▶ [Aim] Copy out each of the following lines word for word, in the order given.
## Begin Data extract
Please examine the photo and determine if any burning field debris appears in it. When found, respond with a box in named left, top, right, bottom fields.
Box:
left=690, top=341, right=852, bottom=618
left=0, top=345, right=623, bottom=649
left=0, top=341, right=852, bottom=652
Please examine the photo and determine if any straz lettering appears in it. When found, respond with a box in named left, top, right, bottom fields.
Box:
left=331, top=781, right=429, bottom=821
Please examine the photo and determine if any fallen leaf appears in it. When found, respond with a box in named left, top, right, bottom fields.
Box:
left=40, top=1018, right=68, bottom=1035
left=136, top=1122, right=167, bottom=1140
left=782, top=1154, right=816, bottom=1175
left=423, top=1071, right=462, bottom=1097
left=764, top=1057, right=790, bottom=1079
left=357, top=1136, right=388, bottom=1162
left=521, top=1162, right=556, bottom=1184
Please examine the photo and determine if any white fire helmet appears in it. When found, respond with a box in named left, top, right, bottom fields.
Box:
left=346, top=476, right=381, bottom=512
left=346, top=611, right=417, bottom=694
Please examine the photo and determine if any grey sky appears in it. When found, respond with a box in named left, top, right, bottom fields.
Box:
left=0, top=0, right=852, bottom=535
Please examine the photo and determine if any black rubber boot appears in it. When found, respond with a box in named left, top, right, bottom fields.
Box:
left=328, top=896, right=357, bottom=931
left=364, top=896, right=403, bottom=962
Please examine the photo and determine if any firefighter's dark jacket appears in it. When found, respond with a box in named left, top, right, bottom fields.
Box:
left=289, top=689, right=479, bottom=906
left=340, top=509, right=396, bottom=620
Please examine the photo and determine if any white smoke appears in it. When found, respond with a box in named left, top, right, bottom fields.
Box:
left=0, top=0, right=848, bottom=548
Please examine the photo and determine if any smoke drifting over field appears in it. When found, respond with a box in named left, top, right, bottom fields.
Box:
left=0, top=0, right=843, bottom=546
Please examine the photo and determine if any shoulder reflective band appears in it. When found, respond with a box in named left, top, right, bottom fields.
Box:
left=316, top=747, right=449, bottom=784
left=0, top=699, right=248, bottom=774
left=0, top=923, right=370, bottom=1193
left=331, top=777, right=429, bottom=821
## End Data extract
▶ [Result for this task]
Please examine the photo and determine if any burning field debris appears in it. When found, respond with a box in named left, top, right, bottom fields.
Box:
left=690, top=341, right=852, bottom=618
left=0, top=345, right=623, bottom=649
left=0, top=341, right=852, bottom=652
Please examine the photo and determine if any straz lettering appears in it. When found, respond with a box in named left, top, right, bottom fields.
Box:
left=331, top=781, right=429, bottom=821
Please examine the photo and determine if any fallen leaf appears in it. When found, respond with a box in named left, top, right, bottom fields.
Box:
left=40, top=1018, right=68, bottom=1035
left=136, top=1122, right=167, bottom=1140
left=782, top=1154, right=816, bottom=1175
left=423, top=1071, right=462, bottom=1097
left=764, top=1057, right=790, bottom=1079
left=357, top=1136, right=388, bottom=1162
left=521, top=1162, right=556, bottom=1184
Please examine the photo and determine if any white fire helmet appears in it. When found, respond with a box in named left, top, right, bottom fields.
Box:
left=346, top=476, right=381, bottom=512
left=346, top=611, right=417, bottom=694
Please examine the photo and determine if any grey sky appears in it. When found, respond with a box in named left, top, right, bottom fields.
Box:
left=0, top=0, right=852, bottom=535
Please examine the photo and determine if any black rubber boot appears in it. When found, respond with a box in named left, top, right, bottom fields.
Box:
left=328, top=896, right=357, bottom=931
left=364, top=896, right=403, bottom=962
Please examine the photo and determine if any firefighter's dark jacket appears in it. When found, respond with a box in named left, top, right, bottom fields.
Box:
left=289, top=689, right=479, bottom=906
left=340, top=509, right=396, bottom=620
Please examine the photo and determine if any white smoke appears in it. When found, respond with a box in named left, top, right, bottom fields.
Box:
left=0, top=0, right=848, bottom=548
Please examine the photo and determine if any smoke drifting over field appears in it. When found, respond with a box in named left, top, right, bottom fields.
Box:
left=0, top=0, right=843, bottom=546
Please examine the photo and determine if any shoulder reflective band appears in it. When found, respond with a box in named left, top, right, bottom fields.
Box:
left=316, top=747, right=449, bottom=784
left=0, top=699, right=248, bottom=774
left=0, top=923, right=370, bottom=1193
left=331, top=777, right=429, bottom=821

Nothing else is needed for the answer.